**Stored records**:
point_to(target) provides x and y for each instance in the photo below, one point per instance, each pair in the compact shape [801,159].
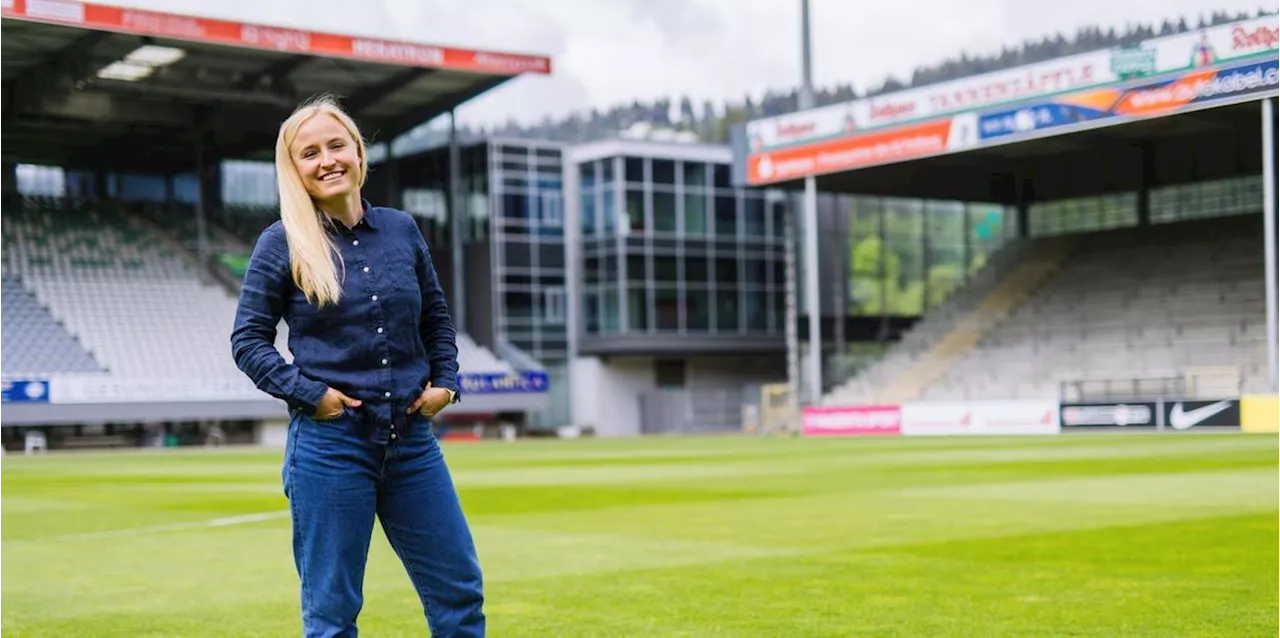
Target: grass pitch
[695,537]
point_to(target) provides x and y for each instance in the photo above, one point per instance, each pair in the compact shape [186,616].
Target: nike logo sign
[1182,419]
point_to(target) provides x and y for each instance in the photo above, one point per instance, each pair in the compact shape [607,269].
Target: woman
[374,360]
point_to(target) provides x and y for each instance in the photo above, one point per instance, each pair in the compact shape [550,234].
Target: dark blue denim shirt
[388,336]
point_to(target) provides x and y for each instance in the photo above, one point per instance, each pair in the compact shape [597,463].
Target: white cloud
[612,51]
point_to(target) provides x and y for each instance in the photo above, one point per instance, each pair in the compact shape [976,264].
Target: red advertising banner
[277,39]
[855,151]
[851,422]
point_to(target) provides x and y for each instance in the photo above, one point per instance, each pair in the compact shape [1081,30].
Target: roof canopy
[85,85]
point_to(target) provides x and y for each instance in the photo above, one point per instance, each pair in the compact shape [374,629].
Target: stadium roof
[1166,110]
[85,85]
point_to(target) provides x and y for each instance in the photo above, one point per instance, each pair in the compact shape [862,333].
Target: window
[664,269]
[695,213]
[695,174]
[698,309]
[552,210]
[663,212]
[667,309]
[635,210]
[695,269]
[588,212]
[726,214]
[663,172]
[634,169]
[553,305]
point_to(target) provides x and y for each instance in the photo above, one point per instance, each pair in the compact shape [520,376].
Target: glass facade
[671,247]
[530,295]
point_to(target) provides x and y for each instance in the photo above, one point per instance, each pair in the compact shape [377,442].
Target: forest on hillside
[712,123]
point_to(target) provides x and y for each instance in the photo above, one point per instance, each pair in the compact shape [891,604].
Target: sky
[613,51]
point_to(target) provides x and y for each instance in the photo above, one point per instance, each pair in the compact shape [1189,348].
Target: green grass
[709,537]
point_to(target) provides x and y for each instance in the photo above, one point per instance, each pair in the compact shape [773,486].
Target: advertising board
[1260,413]
[851,420]
[1111,415]
[1027,417]
[24,391]
[1201,414]
[103,17]
[1168,74]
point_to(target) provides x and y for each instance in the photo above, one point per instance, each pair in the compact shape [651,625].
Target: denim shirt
[387,337]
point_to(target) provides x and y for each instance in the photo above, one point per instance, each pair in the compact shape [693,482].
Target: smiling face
[327,158]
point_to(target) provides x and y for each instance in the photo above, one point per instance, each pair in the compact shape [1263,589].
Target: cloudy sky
[609,51]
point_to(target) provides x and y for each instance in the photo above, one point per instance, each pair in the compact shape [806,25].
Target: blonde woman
[375,359]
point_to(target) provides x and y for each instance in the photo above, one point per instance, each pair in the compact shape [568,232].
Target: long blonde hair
[311,251]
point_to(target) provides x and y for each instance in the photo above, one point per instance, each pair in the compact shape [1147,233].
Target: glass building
[672,258]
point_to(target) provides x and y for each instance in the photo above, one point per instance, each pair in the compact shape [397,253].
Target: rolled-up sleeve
[435,326]
[261,304]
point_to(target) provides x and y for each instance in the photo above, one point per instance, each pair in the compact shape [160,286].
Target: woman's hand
[333,404]
[430,401]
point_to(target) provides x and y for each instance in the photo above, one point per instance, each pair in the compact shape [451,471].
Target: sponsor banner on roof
[959,418]
[1200,414]
[851,420]
[1232,62]
[272,37]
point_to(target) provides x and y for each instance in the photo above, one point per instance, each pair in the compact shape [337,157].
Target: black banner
[1102,415]
[1197,414]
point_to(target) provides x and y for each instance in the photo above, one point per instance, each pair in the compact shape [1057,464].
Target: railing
[1191,384]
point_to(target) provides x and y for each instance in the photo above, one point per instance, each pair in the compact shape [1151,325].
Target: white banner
[105,390]
[1029,417]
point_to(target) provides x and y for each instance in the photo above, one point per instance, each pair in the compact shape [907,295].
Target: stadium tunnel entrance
[138,113]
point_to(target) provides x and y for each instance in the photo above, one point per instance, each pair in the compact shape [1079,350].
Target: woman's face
[327,158]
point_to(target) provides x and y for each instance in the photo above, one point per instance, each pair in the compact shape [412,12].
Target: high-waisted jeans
[338,475]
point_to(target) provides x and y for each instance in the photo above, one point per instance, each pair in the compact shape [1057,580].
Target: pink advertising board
[851,420]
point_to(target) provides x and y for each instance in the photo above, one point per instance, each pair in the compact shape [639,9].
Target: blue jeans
[371,461]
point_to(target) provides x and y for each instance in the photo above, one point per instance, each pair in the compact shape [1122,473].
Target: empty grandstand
[118,249]
[1144,241]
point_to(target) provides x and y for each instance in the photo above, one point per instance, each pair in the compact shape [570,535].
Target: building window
[553,305]
[552,210]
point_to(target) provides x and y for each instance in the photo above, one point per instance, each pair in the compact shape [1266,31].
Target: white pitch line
[152,529]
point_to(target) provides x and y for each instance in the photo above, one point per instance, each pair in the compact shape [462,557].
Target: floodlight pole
[1269,222]
[457,226]
[810,228]
[201,231]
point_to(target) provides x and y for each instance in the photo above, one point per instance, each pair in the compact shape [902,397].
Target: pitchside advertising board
[1179,415]
[1157,77]
[935,419]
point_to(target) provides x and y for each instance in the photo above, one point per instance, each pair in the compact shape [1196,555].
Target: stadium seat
[91,287]
[1142,302]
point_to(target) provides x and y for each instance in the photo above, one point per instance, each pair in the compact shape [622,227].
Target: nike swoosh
[1179,419]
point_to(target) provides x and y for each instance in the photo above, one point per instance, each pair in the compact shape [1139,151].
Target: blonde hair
[311,251]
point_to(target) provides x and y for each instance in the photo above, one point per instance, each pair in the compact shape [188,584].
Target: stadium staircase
[968,331]
[1161,302]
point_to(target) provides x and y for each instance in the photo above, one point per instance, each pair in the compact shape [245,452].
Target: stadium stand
[32,342]
[1150,302]
[122,290]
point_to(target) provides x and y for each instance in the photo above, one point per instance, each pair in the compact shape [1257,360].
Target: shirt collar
[369,219]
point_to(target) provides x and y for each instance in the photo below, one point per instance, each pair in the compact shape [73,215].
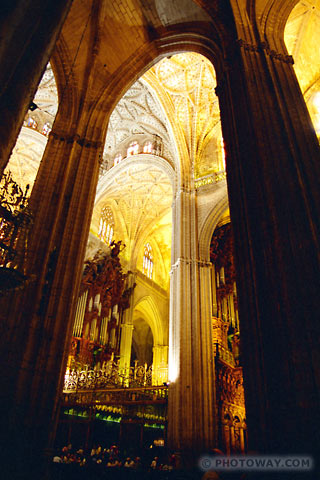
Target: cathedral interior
[159,234]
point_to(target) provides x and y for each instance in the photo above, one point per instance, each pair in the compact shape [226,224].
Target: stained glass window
[133,149]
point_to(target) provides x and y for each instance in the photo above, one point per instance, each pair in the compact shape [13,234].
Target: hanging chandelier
[15,222]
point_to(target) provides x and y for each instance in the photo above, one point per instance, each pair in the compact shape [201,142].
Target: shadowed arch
[147,307]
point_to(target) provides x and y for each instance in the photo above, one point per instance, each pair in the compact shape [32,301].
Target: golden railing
[15,222]
[109,376]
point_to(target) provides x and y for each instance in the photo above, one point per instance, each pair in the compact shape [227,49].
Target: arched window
[117,159]
[147,267]
[106,226]
[223,153]
[148,146]
[133,148]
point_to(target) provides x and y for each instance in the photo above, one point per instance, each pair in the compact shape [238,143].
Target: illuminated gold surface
[302,38]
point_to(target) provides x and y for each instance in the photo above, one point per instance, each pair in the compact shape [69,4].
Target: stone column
[127,330]
[191,427]
[160,364]
[273,174]
[29,30]
[125,347]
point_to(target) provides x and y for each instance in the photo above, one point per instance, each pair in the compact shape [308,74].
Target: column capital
[189,261]
[264,47]
[82,141]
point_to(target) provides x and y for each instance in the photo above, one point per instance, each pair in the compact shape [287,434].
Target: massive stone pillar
[38,320]
[273,174]
[160,364]
[191,428]
[29,30]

**Work to do**:
Please put the entries above into a two-column CSV with the header entry_text,answer and one row per entry. Place its text and its answer each in a single quoted field, turn line breaks into spaces, and leave out the pictures.

**Task output**:
entry_text,answer
"point_to(target) provides x and y for each instance in the photo below, one point per instance, each pair in the compact shape [801,159]. Target: grass pitch","[695,537]"
"point_to(target) provides x and y for each instance in the photo above, one point per instance, each pair in the compact shape [186,616]. Target: nike logo sign","[1182,419]"
"point_to(target) provides x and y for each instance in the photo above, one point per instance, each pair in the compact shape [607,269]. Target: woman","[374,360]"
"point_to(target) provides x and y for each instance in the photo above, one point per instance, each pair in the compact shape [550,234]. Target: dark blue denim shirt","[388,336]"
"point_to(target) provides x and y for each instance in the photo above, one point per instance, each pair in the compact shape [597,463]. Target: white cloud","[612,51]"
"point_to(target) provides x and y for each instance in the photo above, one point per instance, each pair in the compact shape [976,264]. Target: red advertising banner","[277,39] [855,151] [851,422]"
"point_to(target) provides x and y for each instance in the photo above, one point per instance, each pair in the compact shape [1081,30]. Target: roof canopy","[85,85]"
"point_to(target) provides x and y for each instance in the photo above, one point per instance, each pair in the compact shape [374,629]. Target: stadium roof","[1166,110] [85,85]"
"point_to(target) provides x and y for each instance in the photo above, one point per instance, each pair in the compact shape [862,333]. Target: window","[664,269] [695,213] [695,174] [698,309] [552,210] [663,212] [667,309] [635,210] [695,269] [588,212] [726,214] [663,172] [634,169] [553,305]"
"point_to(target) provides x and y for each instance in the photo above, one point per instance, each pair in the compact shape [520,376]. Target: glass facade","[671,247] [530,295]"
"point_to(target) provides x and y for each instance in the photo above, one point per instance, each pair in the compact shape [377,442]. Target: forest on hillside","[712,123]"
"point_to(target) provides x and y for each instance in the photo above, one point per instance, each pair in the compact shape [891,604]. Target: sky","[613,51]"
"point_to(target) provides x and y for each instance in the photo above, one point per instance, each pair in the compact shape [1189,348]. Target: green grass","[709,537]"
"point_to(target) provides x and y for each instance in the photo above, one point per instance, each pair in the compact shape [773,486]. Target: advertising board","[1260,413] [851,420] [1111,415] [1027,417] [24,391] [1201,414] [103,17] [1168,74]"
"point_to(target) provides x and y for each instance in the photo above, one point per instance, each pair in the compact shape [651,625]. Target: denim shirt","[387,337]"
"point_to(target) provides x and y for each instance in the photo above, one point per instance, each pair in the compact shape [693,482]. Target: smiling face","[327,158]"
"point_to(target) provides x and y for each instance in the photo above, one point per instance, each pair in the compact shape [1263,589]. Target: cloudy sky","[609,51]"
"point_to(target) provides x and y for each instance in the photo above, one point per instance, each pair in the compact shape [806,25]. Target: blonde woman","[375,359]"
"point_to(target) provides x and y for each instance in the photo above, one point per instance, each pair in the compact shape [568,232]. Target: long blonde hair","[311,251]"
"point_to(target) provides x and y for each instance in the photo above, one point per instance, each pair in the compact shape [1147,233]. Target: glass building","[672,258]"
"point_to(target) provides x and y for each instance in the photo above, one point per instance, each pair in the compact shape [397,253]. Target: rolled-up sleeve","[435,326] [261,304]"
"point_to(target) provides x and y for each instance in the photo above, one point per instance, each pair in the compact shape [160,286]. Target: woman's hand","[333,404] [430,401]"
"point_to(target) provides x and y for each instance in the photo above, one point per instance, each pair in the compact shape [451,471]. Target: sponsor banner on roof","[959,418] [1200,414] [851,420] [1232,62] [272,37]"
"point_to(target) provides x and y for each instance in the photo above, one point per instance, each pair in the compact shape [337,157]. Target: black banner","[1102,415] [1197,414]"
"point_to(target) provides x and y for each instance in the photo above, one point per instance, each pair in the compact shape [1057,464]. Target: railing","[1191,384]"
"point_to(target) provides x and y for each instance in the photo above, one point per instance, each pair in the compact shape [1151,325]. Target: white banner","[105,390] [1029,417]"
"point_to(target) provides x and y for each instance in the photo above, one point per instance, each pair in the compact shape [907,295]. Target: stadium tunnel entrance","[138,113]"
"point_to(target) provides x and y for each instance in the photo above, one point per instance, each pair in the compact shape [1079,350]. Target: woman's face","[327,158]"
"point_to(target) provides x and y for each instance in the photo above, one point per instance, each pair in the compact shape [412,12]. Target: high-waisted jeans","[338,475]"
"point_to(target) provides x and y for each instance in the photo above, one point per instance, each pair in the compact shape [1057,580]. Target: pink advertising board","[851,420]"
"point_to(target) provides x and y for each instance in the photo above, one point per instance, each pair in the compact shape [639,9]. Target: blue jeans","[371,461]"
"point_to(target) provides x and y for each instance in the photo above, one point per instance, each pair in the compact shape [1122,473]. Target: empty grandstand","[118,249] [1144,241]"
"point_to(target) provides x and y for each instance in the photo above, one point per instance, each pair in the compact shape [570,535]. Target: building window","[553,305] [552,210]"
"point_to(target) provides x and y for each instance in the photo above, one point per instance, each pair in the compact shape [1266,31]. Target: white pitch line","[152,529]"
"point_to(target) provides x and y for each instance in the photo above, one point per instance, each pair in the compact shape [462,557]. Target: floodlight pole","[1269,222] [457,226] [810,228] [201,231]"
"point_to(target) provides x and y for each instance in the photo above, one point per instance, each pair in the compact shape [902,397]. Target: pitchside advertising board","[1179,415] [1157,77] [935,419]"
"point_to(target) provides x and y for each instance in the photo above, one point per instance, each pair in the compact shape [1196,555]. Target: stadium seat","[91,287] [1142,302]"
"point_to(target) provides x and y for each instance in the photo above, one point per instance, each pair in the compact shape [622,227]. Target: nike swoosh","[1179,419]"
"point_to(target) provides x and y for each instance in the photo above, one point per instance, each pair in the compact shape [1139,151]. Target: blonde hair","[311,251]"
"point_to(target) provides x and y for each instance in the photo above, one point per instance, each pair in the compact shape [188,584]. Target: stadium staircase","[968,331] [1161,302]"
"point_to(target) provides x and y for each instance in the photo above, one point per instance, each pair in the compact shape [245,452]. Target: stadium stand","[32,342] [1150,302] [122,290]"
"point_to(target) provides x and y for each instance in the photo above, one point per instance, each pair in the compact shape [1257,360]. Target: shirt collar","[369,219]"
"point_to(target) provides x and y for each instance in the photo below, one point per instance, each pair in the compact shape [73,215]. Target: cathedral interior","[159,234]"
"point_to(target) provides x and y for each instance in the photo above, one point per instance, each pair in the compact shape [226,224]. Target: stained glass window","[133,149]"
"point_to(target) provides x and y for each instance in the photo above, one point per instance, each pair in the compact shape [13,234]. Target: hanging chandelier","[15,222]"
"point_to(target) provides x and y for each instance in the photo above, one point per instance, each pair in the compact shape [201,142]. Target: shadowed arch","[147,307]"
"point_to(target) provides x and y for each instance in the photo above, one point per instance, each pair in the compact shape [32,301]. Target: golden railing","[15,222] [109,376]"
"point_to(target) provides x and y for each instance in the photo above, one point per instance, each pair in the compact shape [227,49]. Target: arched window","[117,159] [147,267] [106,226] [223,153] [148,146] [133,148]"
"point_to(target) provides x and y for each instance in the photo above, one point per instance, each pair in the compact shape [238,143]. Target: illuminated gold surface","[302,38]"
"point_to(target) provides x and y for each instance in the photo above, one point per instance, each pair in the compact shape [69,4]. Target: stone column","[127,330] [191,427] [160,364] [273,174] [29,30] [125,347]"
"point_to(target) provides x and y for each instance in the photo above, one point per instance, each pair in the compact shape [308,74]. Target: column capital","[189,261] [264,47] [82,141]"
"point_to(target) provides x and y for each instance in the photo above, one point per instance, each pair in the compact shape [287,434]. Target: massive stone pillar","[38,320] [273,174] [160,364] [191,428] [29,30]"